● **Extracted data entries**:
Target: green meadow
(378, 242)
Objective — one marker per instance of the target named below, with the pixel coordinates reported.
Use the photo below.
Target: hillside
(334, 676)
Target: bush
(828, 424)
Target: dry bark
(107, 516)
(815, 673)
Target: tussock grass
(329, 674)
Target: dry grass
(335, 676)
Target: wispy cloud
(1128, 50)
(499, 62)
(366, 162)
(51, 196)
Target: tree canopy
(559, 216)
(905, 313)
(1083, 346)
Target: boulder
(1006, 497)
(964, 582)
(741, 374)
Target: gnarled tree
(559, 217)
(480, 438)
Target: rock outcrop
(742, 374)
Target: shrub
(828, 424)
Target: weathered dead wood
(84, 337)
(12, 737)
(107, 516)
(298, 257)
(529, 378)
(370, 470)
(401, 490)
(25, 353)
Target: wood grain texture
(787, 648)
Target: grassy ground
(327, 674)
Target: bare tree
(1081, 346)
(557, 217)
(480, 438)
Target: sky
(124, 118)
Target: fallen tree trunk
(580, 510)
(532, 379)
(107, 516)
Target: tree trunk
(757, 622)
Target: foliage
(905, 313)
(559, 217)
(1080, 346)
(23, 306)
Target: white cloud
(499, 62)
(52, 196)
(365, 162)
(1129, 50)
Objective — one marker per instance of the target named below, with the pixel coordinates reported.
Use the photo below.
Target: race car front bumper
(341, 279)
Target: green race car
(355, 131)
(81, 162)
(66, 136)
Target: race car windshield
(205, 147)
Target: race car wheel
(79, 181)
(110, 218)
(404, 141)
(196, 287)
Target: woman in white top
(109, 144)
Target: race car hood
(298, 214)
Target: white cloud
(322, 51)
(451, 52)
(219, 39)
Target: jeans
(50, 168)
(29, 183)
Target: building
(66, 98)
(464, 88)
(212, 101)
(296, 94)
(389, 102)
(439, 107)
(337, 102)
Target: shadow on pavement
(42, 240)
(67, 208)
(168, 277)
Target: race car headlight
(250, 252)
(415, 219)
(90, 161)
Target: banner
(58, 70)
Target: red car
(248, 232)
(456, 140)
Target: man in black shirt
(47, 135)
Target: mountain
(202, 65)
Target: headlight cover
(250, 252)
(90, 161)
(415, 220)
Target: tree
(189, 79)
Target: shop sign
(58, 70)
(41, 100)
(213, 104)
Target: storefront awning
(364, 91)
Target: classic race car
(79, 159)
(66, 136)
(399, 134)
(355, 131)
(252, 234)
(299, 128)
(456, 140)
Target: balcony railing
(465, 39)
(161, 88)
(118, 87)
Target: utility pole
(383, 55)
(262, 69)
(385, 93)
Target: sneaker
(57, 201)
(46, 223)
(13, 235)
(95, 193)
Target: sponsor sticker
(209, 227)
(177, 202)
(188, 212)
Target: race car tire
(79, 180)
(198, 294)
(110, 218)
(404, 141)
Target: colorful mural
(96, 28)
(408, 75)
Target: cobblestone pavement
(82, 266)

● **EXERCISE**:
Exactly reproduce every line found in the records.

● **RESULT BELOW**:
Target: green meadow
(378, 242)
Objective — one marker per instance of the target named below, with the pixel coordinates reported.
Use the photo below.
Target: hillside
(334, 676)
Target: bush
(828, 424)
Target: dry bark
(107, 516)
(815, 673)
Target: tussock grass
(329, 674)
Target: dry grass
(335, 676)
Target: wispy cloud
(1128, 50)
(499, 62)
(366, 162)
(51, 196)
Target: tree canopy
(559, 216)
(905, 313)
(1083, 346)
Target: boulder
(1006, 497)
(964, 582)
(741, 374)
Target: gnarled tree
(559, 217)
(480, 438)
Target: rock outcrop
(742, 374)
Target: shrub
(828, 424)
Target: weathered dead wood
(84, 337)
(12, 737)
(107, 516)
(298, 257)
(529, 378)
(370, 470)
(401, 490)
(25, 353)
Target: wood grain texture
(787, 648)
Target: grassy ground
(327, 674)
Target: bare tree
(1081, 346)
(557, 217)
(480, 438)
Target: sky
(124, 118)
Target: fallen tree trunk
(580, 510)
(532, 379)
(107, 516)
Target: tree trunk
(757, 622)
Target: foliage
(905, 313)
(559, 217)
(1080, 346)
(23, 306)
Target: white cloud
(499, 62)
(52, 196)
(365, 162)
(1129, 50)
Objective — one marker per instance of the target named below, with the pixel coordinates reported.
Use the photo below.
Target: race car front bumper
(341, 279)
Target: green race car
(355, 131)
(81, 162)
(66, 136)
Target: race car windshield
(205, 147)
Target: race car wheel
(79, 181)
(110, 218)
(404, 141)
(196, 287)
Target: woman in white top
(109, 144)
Target: race car hood
(298, 214)
Target: white cloud
(322, 51)
(451, 52)
(219, 39)
Target: jeans
(50, 168)
(29, 183)
Target: building
(66, 98)
(464, 88)
(212, 101)
(296, 94)
(389, 102)
(439, 107)
(337, 102)
Target: shadow on pavement
(42, 240)
(67, 208)
(168, 277)
Target: race car headlight
(250, 252)
(415, 219)
(90, 161)
Target: banner
(58, 70)
Target: red car
(248, 232)
(456, 140)
Target: man in black shirt
(47, 135)
Target: mountain
(202, 65)
Target: headlight cover
(250, 252)
(90, 161)
(415, 220)
Target: tree
(189, 79)
Target: shop sign
(58, 70)
(41, 100)
(213, 104)
Target: storefront awning
(364, 91)
Target: classic race car
(79, 159)
(66, 136)
(399, 134)
(355, 131)
(252, 234)
(299, 128)
(456, 140)
Target: balcony railing
(465, 39)
(161, 88)
(118, 87)
Target: utility pole
(383, 55)
(262, 69)
(385, 93)
Target: sneaker
(57, 201)
(46, 223)
(13, 235)
(95, 193)
Target: sponsor sticker
(209, 227)
(177, 202)
(188, 212)
Target: race car tire
(79, 180)
(198, 294)
(110, 218)
(404, 141)
Target: colorful mural
(96, 28)
(408, 75)
Target: cobblestone pavement
(82, 266)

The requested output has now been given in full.